Problem requirements: Rewrite the lines from the first one to the line with "box: [159, 775, 274, 969]", replacing "precise" with "exact" and keeping everything else the same.
☆ ☆ ☆
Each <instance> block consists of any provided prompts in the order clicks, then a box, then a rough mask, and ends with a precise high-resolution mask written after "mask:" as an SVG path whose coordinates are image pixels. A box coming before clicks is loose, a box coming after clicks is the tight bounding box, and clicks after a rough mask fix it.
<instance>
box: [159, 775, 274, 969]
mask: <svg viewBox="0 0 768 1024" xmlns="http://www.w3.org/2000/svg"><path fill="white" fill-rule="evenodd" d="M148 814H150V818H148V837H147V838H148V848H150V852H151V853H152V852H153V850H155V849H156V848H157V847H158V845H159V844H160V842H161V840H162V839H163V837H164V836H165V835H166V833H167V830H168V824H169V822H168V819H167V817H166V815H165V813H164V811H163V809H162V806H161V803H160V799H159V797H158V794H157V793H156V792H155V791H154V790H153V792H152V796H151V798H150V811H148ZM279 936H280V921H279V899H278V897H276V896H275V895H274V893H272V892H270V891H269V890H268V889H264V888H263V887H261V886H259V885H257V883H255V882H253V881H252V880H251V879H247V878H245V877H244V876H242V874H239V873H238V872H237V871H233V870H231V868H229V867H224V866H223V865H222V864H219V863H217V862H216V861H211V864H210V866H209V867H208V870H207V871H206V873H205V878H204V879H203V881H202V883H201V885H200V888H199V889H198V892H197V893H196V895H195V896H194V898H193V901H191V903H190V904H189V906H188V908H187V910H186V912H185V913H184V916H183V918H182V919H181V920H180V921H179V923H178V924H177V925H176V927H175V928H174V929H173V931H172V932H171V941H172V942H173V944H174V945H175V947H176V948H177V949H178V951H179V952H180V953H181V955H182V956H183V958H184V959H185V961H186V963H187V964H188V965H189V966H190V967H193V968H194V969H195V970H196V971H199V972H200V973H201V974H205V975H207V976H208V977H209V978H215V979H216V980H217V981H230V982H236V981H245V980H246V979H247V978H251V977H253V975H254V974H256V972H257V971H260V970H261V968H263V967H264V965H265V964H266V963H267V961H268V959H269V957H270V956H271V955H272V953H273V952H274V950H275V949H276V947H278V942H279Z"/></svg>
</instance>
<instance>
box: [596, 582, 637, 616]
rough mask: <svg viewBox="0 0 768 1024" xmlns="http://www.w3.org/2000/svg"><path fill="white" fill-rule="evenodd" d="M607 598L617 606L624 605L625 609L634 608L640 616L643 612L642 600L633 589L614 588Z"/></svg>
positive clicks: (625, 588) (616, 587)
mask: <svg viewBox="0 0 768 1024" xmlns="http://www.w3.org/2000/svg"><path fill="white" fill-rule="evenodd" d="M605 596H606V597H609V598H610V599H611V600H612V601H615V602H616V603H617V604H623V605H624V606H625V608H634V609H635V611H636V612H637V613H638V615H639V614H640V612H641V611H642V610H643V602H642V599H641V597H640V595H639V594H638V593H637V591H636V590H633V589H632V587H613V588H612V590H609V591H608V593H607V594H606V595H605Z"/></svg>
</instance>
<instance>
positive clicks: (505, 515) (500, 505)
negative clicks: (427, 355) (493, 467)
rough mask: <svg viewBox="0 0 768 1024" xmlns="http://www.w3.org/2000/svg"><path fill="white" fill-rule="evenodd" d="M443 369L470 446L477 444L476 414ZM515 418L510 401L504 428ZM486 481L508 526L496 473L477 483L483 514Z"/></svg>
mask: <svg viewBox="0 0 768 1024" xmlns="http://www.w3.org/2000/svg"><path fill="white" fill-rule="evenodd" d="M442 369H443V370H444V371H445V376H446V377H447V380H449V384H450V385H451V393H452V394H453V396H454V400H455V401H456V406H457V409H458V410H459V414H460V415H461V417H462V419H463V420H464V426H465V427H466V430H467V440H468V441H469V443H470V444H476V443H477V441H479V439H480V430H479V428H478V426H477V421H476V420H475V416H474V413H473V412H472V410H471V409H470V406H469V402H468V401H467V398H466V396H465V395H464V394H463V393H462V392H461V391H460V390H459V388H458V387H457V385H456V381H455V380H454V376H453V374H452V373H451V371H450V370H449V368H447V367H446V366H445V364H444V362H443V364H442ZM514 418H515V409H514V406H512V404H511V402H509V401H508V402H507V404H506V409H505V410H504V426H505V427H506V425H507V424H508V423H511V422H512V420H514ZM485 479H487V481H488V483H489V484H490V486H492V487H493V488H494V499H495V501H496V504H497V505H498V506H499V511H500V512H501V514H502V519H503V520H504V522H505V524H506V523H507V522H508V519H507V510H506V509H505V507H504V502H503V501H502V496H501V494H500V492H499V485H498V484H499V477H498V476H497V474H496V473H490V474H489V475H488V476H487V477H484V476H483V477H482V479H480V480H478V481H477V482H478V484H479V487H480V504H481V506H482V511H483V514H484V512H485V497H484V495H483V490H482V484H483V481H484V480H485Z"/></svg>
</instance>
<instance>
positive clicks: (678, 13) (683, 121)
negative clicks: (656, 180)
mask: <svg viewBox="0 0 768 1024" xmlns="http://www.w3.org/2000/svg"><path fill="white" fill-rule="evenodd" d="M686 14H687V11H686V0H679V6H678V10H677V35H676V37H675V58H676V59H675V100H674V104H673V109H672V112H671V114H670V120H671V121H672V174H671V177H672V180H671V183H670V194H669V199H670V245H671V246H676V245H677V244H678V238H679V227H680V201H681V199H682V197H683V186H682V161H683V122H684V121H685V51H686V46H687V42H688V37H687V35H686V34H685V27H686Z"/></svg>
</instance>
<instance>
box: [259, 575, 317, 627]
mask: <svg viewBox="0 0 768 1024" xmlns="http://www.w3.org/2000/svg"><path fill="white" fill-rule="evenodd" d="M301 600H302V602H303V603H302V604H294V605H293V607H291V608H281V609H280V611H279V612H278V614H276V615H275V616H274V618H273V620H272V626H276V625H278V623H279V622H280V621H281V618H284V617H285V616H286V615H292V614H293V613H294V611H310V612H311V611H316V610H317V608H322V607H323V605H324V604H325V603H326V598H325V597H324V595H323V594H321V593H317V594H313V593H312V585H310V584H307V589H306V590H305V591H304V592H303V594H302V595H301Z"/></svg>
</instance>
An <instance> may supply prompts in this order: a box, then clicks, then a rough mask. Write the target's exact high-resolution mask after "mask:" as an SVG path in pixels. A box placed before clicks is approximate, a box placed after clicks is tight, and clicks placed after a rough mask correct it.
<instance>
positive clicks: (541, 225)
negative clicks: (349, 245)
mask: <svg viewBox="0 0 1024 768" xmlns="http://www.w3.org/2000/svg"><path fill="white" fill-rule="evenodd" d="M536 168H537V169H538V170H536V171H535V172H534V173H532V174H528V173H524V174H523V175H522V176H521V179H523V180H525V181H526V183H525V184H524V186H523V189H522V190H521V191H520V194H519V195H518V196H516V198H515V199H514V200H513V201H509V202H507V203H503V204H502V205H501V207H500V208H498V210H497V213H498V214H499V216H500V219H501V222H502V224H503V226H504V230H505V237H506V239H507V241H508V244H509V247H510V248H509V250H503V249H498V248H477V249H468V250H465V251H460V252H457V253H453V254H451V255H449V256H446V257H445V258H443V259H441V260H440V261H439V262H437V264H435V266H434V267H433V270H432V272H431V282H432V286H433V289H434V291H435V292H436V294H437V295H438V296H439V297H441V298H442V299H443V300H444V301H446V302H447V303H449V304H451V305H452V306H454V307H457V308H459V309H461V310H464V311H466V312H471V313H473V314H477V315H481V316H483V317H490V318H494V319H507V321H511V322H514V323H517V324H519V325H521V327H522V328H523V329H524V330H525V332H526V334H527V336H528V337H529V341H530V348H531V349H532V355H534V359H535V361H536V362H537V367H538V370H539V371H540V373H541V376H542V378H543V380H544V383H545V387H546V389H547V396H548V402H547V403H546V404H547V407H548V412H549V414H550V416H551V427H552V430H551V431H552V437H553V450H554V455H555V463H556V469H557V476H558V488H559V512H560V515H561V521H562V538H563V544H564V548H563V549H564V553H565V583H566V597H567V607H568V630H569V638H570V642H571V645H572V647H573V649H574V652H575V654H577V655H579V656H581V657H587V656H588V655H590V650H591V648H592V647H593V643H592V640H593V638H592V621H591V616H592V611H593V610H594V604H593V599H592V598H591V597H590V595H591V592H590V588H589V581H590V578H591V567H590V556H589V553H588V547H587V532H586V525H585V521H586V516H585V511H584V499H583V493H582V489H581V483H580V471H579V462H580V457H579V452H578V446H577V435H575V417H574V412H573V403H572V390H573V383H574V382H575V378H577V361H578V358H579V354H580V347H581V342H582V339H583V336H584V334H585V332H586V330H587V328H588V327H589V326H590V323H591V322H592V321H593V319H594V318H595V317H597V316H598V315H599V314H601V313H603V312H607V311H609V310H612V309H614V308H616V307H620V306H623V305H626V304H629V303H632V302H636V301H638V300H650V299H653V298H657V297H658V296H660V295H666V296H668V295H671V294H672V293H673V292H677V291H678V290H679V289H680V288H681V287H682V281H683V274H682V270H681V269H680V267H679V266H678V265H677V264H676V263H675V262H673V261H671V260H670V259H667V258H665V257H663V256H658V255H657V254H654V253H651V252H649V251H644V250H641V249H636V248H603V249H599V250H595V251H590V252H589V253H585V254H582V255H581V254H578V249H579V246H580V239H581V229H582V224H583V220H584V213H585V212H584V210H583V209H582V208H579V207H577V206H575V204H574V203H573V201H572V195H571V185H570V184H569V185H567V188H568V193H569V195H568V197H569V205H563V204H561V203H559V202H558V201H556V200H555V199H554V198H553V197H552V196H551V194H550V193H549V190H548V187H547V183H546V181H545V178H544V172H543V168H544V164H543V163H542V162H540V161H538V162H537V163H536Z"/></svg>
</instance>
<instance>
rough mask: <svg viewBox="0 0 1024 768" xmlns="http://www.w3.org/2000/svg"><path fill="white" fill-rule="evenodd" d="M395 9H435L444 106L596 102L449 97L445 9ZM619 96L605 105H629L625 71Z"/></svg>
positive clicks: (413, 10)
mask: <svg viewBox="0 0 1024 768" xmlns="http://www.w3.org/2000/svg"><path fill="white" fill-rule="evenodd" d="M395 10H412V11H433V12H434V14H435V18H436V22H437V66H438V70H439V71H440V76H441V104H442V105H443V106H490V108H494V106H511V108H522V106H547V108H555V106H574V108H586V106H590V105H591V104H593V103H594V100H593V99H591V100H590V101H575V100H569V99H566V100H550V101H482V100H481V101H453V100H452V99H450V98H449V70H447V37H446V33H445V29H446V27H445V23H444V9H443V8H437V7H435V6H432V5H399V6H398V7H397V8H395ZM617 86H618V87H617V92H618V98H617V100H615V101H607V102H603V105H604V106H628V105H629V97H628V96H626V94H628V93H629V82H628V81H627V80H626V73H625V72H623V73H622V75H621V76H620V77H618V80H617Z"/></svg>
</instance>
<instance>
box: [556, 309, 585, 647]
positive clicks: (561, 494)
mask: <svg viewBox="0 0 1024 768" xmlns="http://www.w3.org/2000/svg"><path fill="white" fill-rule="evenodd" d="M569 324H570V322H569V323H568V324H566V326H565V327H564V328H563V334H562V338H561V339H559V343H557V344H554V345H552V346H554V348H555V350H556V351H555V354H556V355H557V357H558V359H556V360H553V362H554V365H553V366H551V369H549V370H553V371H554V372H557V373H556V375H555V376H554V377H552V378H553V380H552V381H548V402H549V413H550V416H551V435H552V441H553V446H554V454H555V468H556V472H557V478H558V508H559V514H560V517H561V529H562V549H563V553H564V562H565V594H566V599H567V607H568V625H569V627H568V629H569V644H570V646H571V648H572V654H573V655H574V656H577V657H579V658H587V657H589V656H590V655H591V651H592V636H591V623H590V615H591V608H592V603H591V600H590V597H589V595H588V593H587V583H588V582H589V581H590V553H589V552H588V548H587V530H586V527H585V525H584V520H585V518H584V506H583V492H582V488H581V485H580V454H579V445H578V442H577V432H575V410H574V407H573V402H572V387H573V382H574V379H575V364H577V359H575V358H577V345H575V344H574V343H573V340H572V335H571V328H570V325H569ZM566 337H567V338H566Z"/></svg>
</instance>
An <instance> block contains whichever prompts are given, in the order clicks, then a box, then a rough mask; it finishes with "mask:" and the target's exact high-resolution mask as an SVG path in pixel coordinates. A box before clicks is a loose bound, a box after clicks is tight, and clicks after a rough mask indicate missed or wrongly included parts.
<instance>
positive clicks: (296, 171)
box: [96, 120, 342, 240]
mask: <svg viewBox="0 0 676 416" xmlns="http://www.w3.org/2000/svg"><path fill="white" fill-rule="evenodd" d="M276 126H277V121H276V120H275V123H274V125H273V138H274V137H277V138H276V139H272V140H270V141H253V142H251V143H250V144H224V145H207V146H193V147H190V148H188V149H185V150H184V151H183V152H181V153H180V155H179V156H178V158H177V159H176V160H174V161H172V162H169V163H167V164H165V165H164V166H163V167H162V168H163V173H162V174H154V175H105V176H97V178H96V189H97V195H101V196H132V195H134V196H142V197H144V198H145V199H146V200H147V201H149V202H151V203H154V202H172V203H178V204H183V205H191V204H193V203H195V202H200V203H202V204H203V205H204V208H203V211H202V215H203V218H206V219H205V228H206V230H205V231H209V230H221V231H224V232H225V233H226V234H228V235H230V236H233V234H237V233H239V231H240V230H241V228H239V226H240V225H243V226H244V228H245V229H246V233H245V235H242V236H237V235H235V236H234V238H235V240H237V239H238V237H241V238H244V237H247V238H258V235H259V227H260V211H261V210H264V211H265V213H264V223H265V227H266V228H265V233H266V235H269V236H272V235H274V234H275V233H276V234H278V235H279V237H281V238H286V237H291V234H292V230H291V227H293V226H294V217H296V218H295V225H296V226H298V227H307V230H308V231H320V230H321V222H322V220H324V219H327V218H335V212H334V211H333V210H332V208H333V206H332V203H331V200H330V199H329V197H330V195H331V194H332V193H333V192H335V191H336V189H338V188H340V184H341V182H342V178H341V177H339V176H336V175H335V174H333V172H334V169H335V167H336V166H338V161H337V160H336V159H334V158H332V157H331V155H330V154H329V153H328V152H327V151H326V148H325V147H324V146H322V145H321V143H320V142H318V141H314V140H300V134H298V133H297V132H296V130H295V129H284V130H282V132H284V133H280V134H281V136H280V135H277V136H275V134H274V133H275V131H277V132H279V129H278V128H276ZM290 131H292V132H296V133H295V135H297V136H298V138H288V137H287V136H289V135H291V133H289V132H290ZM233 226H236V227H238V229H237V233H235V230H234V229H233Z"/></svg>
☆ ☆ ☆
Answer area:
Each <instance> block consists of any provided prompts in the order clicks, then a box, then a rough mask, and ends with a exact high-resolution mask written after "mask:" as an SVG path whose coordinates are image pixels. A box coming before clicks is loose, a box coming after clicks is the tight bounding box, and clicks after a rough mask fix it.
<instance>
box: [159, 775, 274, 969]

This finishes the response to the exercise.